**TASK REQUIREMENTS**
Could you repeat the lines below, from the one containing "output x=117, y=517." through the one containing "x=204, y=704", including both and nothing else?

**SOURCE RECORDS**
_____

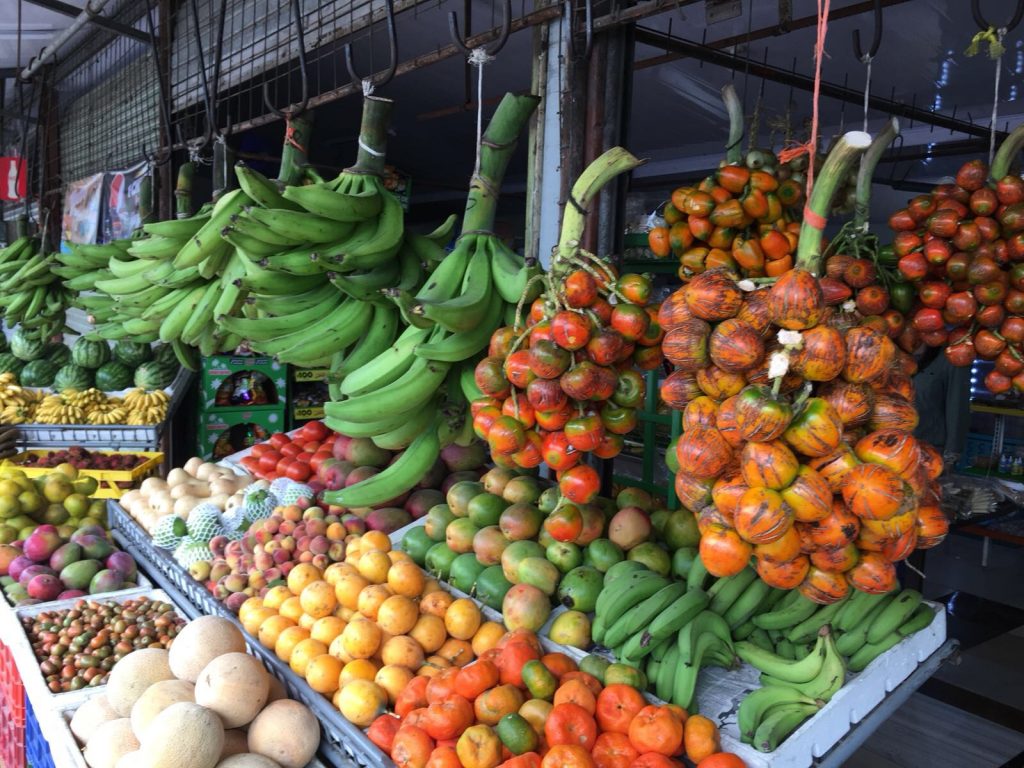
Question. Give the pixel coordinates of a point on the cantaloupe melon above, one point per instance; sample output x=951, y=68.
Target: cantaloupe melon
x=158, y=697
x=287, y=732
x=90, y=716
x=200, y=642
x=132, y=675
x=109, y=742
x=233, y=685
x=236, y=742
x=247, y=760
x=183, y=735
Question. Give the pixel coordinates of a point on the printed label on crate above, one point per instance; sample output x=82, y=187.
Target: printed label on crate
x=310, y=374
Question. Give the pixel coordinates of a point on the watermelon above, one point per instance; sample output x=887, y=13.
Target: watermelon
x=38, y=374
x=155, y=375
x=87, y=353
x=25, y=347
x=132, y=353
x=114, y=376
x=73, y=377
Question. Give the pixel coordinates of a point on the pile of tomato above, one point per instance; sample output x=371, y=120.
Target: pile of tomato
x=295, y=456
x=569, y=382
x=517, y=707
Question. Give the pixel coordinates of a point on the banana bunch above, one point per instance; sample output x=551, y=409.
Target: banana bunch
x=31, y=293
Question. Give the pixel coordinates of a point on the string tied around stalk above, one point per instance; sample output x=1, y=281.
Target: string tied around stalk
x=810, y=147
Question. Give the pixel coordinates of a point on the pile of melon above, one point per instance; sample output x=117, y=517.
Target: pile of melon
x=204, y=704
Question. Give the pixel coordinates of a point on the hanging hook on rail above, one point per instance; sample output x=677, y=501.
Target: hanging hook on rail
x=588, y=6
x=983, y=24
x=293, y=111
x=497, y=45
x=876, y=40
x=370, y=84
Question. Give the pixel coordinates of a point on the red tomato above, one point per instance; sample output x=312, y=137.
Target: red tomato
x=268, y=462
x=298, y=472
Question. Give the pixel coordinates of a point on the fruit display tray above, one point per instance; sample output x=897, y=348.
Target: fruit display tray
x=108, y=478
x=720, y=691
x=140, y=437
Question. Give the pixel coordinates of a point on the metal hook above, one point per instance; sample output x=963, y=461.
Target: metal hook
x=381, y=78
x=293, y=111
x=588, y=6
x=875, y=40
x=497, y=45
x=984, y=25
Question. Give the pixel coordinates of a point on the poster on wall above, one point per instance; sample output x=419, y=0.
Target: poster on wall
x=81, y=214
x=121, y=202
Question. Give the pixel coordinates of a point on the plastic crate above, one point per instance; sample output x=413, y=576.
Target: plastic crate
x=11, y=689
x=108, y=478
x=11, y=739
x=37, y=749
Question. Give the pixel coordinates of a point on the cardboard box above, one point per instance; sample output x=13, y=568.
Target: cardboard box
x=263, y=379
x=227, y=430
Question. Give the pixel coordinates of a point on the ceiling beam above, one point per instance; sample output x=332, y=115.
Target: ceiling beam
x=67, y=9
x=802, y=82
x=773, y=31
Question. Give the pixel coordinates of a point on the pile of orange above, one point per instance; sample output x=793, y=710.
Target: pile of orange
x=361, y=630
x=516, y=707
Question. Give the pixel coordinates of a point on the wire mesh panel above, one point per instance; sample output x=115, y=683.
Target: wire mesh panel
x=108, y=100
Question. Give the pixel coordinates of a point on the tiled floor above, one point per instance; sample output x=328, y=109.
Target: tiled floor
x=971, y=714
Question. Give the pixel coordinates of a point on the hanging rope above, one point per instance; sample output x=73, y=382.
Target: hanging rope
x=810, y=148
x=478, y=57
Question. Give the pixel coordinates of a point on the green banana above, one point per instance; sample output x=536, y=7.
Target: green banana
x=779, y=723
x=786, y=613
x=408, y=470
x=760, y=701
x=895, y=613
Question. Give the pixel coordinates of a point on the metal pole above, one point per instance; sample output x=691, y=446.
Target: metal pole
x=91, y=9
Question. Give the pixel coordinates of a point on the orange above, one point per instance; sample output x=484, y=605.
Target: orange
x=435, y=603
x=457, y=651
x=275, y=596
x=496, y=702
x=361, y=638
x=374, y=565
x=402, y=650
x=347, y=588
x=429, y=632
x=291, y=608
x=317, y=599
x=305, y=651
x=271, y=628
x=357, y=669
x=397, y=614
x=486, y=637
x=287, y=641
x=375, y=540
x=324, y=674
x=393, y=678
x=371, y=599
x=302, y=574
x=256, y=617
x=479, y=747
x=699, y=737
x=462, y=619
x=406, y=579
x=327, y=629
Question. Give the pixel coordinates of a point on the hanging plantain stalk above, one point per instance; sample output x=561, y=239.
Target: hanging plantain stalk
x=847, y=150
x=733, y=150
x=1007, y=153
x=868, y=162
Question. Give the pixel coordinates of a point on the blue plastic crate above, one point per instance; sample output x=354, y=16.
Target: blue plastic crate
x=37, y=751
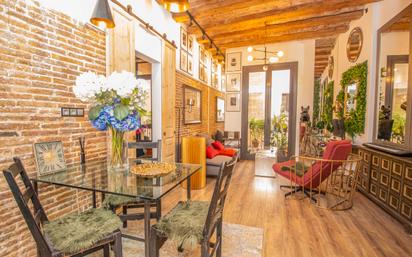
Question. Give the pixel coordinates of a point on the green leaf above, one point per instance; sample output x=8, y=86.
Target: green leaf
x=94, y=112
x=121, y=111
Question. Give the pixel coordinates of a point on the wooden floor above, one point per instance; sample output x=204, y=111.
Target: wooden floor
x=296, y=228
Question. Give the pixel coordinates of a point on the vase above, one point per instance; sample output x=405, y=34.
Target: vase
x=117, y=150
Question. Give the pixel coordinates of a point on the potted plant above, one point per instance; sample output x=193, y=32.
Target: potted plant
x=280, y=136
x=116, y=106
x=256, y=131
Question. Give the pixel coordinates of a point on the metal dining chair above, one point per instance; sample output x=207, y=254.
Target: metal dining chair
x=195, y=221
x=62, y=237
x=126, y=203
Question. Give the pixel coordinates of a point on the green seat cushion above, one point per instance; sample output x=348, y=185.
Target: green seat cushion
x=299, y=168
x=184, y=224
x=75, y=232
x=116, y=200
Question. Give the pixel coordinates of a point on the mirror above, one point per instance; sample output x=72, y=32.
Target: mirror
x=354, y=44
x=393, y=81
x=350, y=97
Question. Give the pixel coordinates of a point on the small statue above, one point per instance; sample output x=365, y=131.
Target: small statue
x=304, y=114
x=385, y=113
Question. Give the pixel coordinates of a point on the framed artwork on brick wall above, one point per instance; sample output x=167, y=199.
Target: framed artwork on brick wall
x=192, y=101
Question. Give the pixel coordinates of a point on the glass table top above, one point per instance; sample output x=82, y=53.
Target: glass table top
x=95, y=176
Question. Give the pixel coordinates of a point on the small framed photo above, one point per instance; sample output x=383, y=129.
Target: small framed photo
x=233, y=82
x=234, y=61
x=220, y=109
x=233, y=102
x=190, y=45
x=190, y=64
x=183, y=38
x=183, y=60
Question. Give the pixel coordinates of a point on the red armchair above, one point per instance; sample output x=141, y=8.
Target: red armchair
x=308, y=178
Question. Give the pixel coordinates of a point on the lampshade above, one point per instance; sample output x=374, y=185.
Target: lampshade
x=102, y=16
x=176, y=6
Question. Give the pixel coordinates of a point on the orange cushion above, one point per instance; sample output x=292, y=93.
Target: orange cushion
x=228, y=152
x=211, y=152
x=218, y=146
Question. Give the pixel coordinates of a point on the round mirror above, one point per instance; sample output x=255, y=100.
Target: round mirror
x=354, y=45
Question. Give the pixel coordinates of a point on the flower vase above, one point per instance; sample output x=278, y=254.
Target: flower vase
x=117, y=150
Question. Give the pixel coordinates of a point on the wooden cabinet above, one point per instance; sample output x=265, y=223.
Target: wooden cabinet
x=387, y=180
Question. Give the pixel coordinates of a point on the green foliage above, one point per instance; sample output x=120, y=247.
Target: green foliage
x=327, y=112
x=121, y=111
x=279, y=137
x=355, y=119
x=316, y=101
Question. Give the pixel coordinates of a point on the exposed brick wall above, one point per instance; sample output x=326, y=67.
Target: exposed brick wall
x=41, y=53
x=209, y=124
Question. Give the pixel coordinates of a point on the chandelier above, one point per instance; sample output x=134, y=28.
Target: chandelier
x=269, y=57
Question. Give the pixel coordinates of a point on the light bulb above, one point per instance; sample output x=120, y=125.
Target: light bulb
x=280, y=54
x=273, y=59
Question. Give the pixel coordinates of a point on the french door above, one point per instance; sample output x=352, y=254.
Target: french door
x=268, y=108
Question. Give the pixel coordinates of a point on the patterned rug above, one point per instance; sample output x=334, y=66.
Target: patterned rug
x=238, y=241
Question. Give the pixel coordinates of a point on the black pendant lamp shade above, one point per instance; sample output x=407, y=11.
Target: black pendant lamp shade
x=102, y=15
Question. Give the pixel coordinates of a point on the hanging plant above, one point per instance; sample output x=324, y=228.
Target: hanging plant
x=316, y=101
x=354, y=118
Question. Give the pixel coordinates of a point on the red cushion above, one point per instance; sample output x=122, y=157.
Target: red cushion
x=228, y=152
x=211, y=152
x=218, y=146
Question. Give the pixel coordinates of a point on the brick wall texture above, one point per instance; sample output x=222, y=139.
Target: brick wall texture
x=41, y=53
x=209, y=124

_____

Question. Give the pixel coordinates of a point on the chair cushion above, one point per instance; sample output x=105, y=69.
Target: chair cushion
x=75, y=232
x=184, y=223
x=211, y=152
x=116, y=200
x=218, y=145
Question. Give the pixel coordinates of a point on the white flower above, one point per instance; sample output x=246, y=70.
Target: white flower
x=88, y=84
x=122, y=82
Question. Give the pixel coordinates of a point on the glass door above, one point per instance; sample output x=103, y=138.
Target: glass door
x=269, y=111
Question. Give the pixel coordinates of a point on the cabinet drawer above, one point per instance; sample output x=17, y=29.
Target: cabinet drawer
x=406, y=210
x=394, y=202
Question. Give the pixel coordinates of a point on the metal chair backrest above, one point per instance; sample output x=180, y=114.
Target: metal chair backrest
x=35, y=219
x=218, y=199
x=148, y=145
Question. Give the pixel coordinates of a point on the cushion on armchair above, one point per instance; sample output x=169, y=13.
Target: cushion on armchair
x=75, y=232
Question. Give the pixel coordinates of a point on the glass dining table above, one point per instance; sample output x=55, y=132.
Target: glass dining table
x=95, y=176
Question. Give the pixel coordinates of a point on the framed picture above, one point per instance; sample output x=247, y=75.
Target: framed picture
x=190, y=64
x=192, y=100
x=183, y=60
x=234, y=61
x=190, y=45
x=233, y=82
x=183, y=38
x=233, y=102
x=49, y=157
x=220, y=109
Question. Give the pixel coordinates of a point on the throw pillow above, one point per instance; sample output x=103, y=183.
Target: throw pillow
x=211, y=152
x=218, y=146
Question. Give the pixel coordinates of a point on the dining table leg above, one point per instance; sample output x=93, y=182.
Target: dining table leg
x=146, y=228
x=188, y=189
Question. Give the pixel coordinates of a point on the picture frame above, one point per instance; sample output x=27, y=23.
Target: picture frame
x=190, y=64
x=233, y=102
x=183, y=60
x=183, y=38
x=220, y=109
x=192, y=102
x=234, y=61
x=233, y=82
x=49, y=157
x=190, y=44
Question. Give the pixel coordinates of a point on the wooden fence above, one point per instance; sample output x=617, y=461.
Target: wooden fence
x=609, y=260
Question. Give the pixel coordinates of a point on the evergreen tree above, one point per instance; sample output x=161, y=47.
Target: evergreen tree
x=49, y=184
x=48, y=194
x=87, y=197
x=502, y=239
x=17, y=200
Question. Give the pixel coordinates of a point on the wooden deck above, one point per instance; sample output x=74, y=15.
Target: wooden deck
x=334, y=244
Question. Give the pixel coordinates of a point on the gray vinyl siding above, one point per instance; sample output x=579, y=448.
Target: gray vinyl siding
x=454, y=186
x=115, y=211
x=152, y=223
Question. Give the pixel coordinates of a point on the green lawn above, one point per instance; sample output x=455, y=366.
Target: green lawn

_____

**EXERCISE RESPONSE**
Question. Give the pixel coordinates of a point on the pile of melon above, one point per instance; sample output x=117, y=517.
Target: pile of melon
x=204, y=704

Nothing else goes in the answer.